# [WHAT YOU ARE ASKED TO DO]
Copy the section of the MySQL bug report below word for word, from "That's correct Sveta." up to and including "smoothly before hang?".

# [SOURCE TEXT]

▼▼▼

MySQL Bugs: #33951: SQL/API nodes crash or hang repeatedly when my.cnf contains same server-id value

Bug #33951	SQL/API nodes crash or hang repeatedly when my.cnf contains same server-id value
Submitted:	21 Jan 2008 0:38	Modified:	31 Oct 2008 19:10
Reporter:	Jason Brooke	Email Updates:
Status:	Can't repeat	Impact on me:	None
Category:	MySQL Cluster: Cluster (NDB) storage engine	Severity:	S1 (Critical)
Version:	5.0.45, 5.1.22rc	OS:	Linux (RHEL 5.1)
Assigned to:	Don Kehn	CPU Architecture:	Any
Tags:	same server-id crash hang

Description:
Connecting more than one SQL node to a cluster with the same server-id value in my.cnf as another SQL node can result in:

- SQL nodes crashing randomly up to several times a day
- an SQL node getting hung up on some queries until kill -9'd

Cluster itself (data nodes) seem unaffected and function perfectly.

Clearly, this is a misconfiguration problem and a silly one at that, but I figured I'd report a bug anyway as it may be desirable that MySQL more gracefully handle this misconfiguration.

How to repeat:
This is my scenario, but some of this may or may not be required to repeat the issue:

2 data nodes
2 management nodes, number of replicas set to 2
2 SQL nodes on same hosts as management nodes - both with server-id=1 in my.cnf

Start cluster, connect SQL nodes and begin issuing queries to both SQL nodes - my sql nodes for example reported about 50 queries per second avg in 'status'. It doesn't seem to matter what sort of queries are used, there was nothing consistent about the query that appeared top of the list in execution time when one of the sql nodes hung.

Suggested fix:
If possible, modify behaviour so that when a second SQL node joins a cluster and has the same server-id value as an existing SQL node, it disconnects from the cluster and logs a message about the misconfiguration.

Thank you for the report.

If I understood you correct you say same server id leads one of API nodes to hang? Please confirm or reject.

That's correct Sveta. There seems to be two symptoms:

- both API nodes randomly crashing
- both API nodes get hung queries in processlist, which prevents most subsequent queries from completing, even against other tables

I haven't been able to find the exact condition that triggers these symptoms, I only that once I correct the misconfiguration, it all runs beautifully.

Thank you for the feedback.

Status was changed to "Verified" by mistake. I could not repeat hang with test data. Could you please describe which type of queries "hang" in your case? How much time servers run smoothly before hang?

The amount of time that would pass before a crash or hung queries seemed inconsistent - sometimes they'd go for a few days, other times just a few minutes. Meanwhile, the queries that were being run were always quite consistent, and it's a single application using the database. I'm attaching some files with some info about queries etc.

Can't repeat with at this point with 5.1.29rc, will require a stack trace of the crash in order to determine exactly where the problem occurs. Note: After testing with 6.1, 6.2, 6.3, & 5.1.29rc have not seen this issue.

▲▲▲

[Records from a data collection]
▼▼▼

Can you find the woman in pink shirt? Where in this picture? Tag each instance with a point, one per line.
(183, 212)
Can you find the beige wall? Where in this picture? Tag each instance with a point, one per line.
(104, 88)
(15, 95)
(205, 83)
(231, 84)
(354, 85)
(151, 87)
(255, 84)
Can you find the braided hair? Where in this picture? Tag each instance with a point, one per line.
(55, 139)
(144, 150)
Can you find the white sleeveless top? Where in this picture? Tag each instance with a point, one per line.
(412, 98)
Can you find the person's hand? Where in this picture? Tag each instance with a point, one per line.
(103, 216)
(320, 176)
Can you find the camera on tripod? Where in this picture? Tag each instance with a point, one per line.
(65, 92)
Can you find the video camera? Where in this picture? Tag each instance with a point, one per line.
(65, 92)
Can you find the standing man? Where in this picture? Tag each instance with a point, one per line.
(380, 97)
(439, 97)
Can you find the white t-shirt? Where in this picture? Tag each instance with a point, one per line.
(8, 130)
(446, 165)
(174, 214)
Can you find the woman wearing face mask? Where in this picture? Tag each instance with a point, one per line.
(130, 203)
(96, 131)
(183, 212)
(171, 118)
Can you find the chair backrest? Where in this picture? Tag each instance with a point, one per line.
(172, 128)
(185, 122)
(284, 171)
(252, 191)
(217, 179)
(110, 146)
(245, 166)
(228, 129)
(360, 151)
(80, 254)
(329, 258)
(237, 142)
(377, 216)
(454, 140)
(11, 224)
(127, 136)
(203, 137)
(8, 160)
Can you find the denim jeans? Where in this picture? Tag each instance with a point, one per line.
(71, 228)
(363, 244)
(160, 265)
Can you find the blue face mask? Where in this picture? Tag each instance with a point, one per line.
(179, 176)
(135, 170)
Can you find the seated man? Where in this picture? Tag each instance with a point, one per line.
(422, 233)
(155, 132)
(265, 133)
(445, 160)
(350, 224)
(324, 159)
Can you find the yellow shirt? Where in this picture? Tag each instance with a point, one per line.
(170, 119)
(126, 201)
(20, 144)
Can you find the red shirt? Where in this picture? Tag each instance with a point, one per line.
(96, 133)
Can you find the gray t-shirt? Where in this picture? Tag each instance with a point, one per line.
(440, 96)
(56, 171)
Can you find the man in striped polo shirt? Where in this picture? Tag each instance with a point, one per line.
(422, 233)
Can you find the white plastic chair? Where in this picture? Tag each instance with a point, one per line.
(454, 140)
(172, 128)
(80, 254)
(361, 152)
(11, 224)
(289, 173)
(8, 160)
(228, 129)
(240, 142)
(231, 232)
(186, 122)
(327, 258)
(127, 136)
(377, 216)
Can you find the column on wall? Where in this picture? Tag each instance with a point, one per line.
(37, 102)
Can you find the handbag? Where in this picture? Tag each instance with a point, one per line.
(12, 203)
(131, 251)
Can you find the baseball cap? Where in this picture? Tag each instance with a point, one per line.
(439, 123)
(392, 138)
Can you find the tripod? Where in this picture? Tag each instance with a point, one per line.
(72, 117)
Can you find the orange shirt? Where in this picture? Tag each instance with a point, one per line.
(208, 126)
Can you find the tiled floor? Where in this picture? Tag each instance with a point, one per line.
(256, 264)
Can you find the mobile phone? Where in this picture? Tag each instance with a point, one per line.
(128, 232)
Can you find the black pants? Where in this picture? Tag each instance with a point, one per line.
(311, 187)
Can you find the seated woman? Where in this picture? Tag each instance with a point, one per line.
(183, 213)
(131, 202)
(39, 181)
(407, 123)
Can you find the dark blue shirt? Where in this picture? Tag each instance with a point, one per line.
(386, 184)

▲▲▲

# [EXERCISE RESPONSE]
That's correct Sveta. There seems to be two symptoms:

- both API nodes randomly crashing
- both API nodes get hung queries in processlist, which prevents most subsequent queries from completing, even against other tables

I haven't been able to find the exact condition that triggers these symptoms, I only that once I correct the misconfiguration, it all runs beautifully.

Thank you for the feedback.

Status was changed to "Verified" by mistake. I could not repeat hang with test data. Could you please describe which type of queries "hang" in your case? How much time servers run smoothly before hang?